Former CIA Director Michael Hayden delivers closing remarks during the Jamestown Foundation's annual terrorism conference in Washington, DC, December 8, 2015. (AFP photo)

Former Central Intelligence Agency (CIA) Director Michael Hayden has ripped into leading US Republican presidential contenders Donald Trump and Ted Cruz for pumping up their national security credentials.

Speaking to CBS on Monday, Hayden, who has also directed the National Security Agency (NSA) from 1999 to 2005, slammed Trump over his torture remarks.

During the 8th Republican debate in New Hampshire on February 6, the real estate mogul pledged to support waterboarding, a torture method to simulate drowning, and "bring back a hell of a lot worse" if he became president.

Trump repeated the same claims last November in Colombus, Ohio, saying the brutal technic works. "Believe me, it works. And you know what? If it doesn't work, they deserve it anyway, for what they're doing. It works."

However, Hayden rejected that notion, saying "we never did anything to anyone because they deserved it."

"This was never looking backward. This was trying to keep Americans safe looking forward. People can argue about what we did, but it was never, never a form of punishment," the former spymaster said.

This is while a Senate report in December 2014 revealed that the CIA has used a wide array of torture as part of its interrogation methods against prisoners at the US military prison in Guantanamo Bay, Cuba.

Asked about the effectiveness of Cruz’s plan to “carpet-bomb ISIS (Daesh) into oblivion,” Hayden again hit back with a firm response.

“No, and it would be immoral and it would be unworthy of a republic like ourselves," he said, noting that the presidential debates are taking difficult, nuanced issues with shades of gray and turning them "into bumper stickers."

It is interesting to note that the US and some of its allies have already been pounding alleged Daesh positions in Syria since 2014, without a UN mandate.

The US military has on several occasions acknowledged civilian casualties resulting from the airstrikes.
****************************************
Stated task: Please extract the passage of the Hayden article from "Former CIA Director" up to and including "national security credentials.", with no changes to its wording.

Provided records:
****************************************
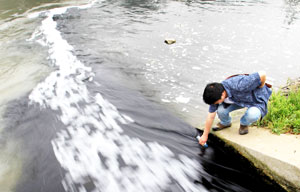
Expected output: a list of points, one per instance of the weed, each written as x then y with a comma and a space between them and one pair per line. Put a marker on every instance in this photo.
283, 113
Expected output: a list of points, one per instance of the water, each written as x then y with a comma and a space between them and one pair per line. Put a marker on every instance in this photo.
93, 99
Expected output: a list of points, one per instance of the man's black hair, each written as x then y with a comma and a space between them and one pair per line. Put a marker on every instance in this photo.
213, 92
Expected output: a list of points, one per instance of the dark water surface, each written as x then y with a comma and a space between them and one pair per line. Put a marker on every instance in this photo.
107, 106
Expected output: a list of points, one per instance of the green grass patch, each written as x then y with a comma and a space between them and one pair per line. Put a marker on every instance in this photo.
283, 113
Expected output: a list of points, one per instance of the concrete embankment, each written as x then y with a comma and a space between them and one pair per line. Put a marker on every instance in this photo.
278, 156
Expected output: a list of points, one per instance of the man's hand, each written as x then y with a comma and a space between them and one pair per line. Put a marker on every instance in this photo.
263, 78
203, 139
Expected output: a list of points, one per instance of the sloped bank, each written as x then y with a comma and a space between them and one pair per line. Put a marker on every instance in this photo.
275, 155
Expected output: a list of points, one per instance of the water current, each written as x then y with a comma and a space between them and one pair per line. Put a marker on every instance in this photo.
92, 99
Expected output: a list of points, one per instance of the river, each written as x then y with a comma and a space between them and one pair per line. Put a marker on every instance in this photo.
92, 99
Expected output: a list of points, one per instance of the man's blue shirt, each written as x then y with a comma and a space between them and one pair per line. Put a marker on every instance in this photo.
244, 91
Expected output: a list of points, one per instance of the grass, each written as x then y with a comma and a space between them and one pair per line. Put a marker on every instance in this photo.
283, 113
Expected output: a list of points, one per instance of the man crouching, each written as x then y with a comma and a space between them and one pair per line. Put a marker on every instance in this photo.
236, 92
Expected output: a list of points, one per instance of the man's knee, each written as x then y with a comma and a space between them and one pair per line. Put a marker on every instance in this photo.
222, 111
253, 114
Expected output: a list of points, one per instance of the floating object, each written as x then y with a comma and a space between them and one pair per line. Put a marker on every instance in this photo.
205, 144
170, 41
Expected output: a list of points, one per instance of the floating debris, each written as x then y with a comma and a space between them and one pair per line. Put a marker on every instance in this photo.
170, 41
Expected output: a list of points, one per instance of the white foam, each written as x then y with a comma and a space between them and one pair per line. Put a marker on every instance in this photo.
93, 131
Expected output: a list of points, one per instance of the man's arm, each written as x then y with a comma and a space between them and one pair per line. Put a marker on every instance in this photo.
208, 123
263, 77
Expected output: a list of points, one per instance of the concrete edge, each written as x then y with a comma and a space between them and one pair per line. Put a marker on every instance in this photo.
271, 167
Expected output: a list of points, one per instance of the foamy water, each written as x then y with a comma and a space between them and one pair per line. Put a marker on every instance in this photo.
93, 147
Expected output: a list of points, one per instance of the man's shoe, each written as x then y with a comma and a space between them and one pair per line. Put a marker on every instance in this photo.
243, 130
221, 127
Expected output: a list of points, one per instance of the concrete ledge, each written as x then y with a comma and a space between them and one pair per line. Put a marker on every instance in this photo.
278, 156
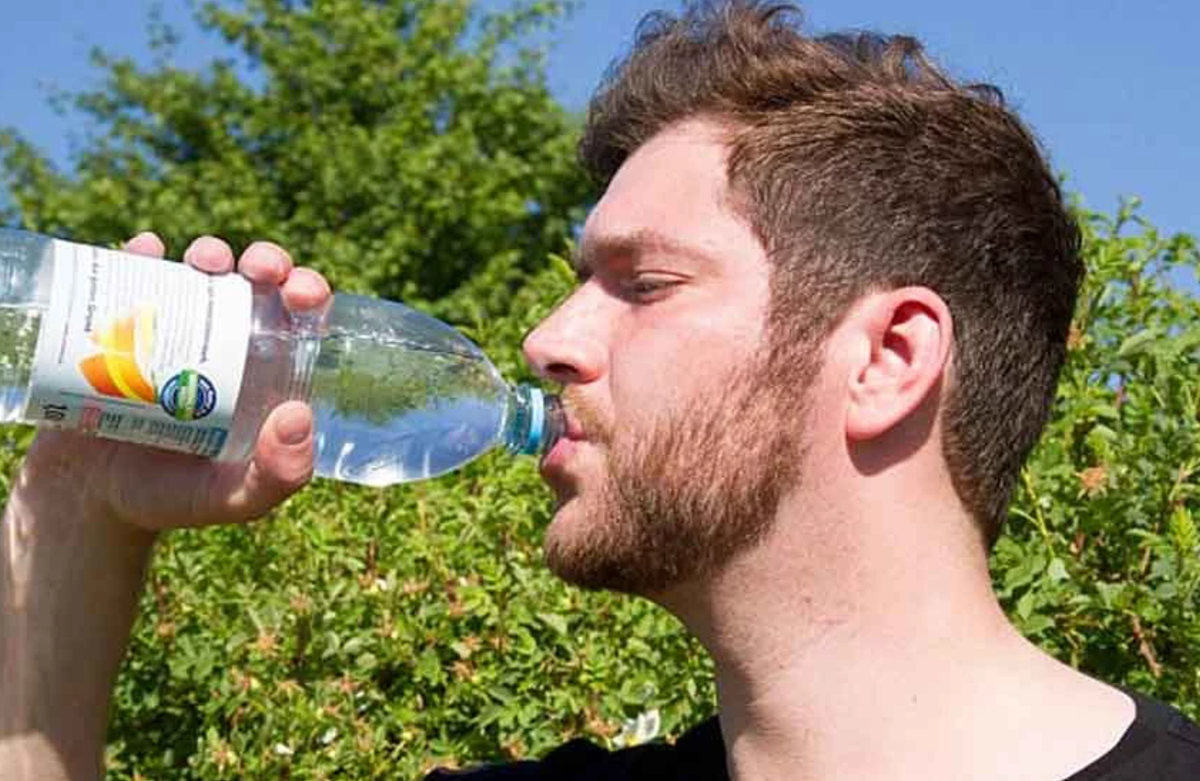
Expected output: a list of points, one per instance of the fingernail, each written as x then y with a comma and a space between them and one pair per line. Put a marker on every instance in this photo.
293, 427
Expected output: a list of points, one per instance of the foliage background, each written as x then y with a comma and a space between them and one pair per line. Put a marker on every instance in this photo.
411, 149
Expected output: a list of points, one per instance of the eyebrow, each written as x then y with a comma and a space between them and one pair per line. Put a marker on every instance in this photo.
635, 244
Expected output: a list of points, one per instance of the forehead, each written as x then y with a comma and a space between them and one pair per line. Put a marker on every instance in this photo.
675, 187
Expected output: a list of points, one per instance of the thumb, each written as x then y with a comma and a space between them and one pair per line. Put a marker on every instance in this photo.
****************************************
Worked answer:
Former CIA Director Michael Hayden delivers closing remarks during the Jamestown Foundation's annual terrorism conference in Washington, DC, December 8, 2015. (AFP photo)

Former Central Intelligence Agency (CIA) Director Michael Hayden has ripped into leading US Republican presidential contenders Donald Trump and Ted Cruz for pumping up their national security credentials.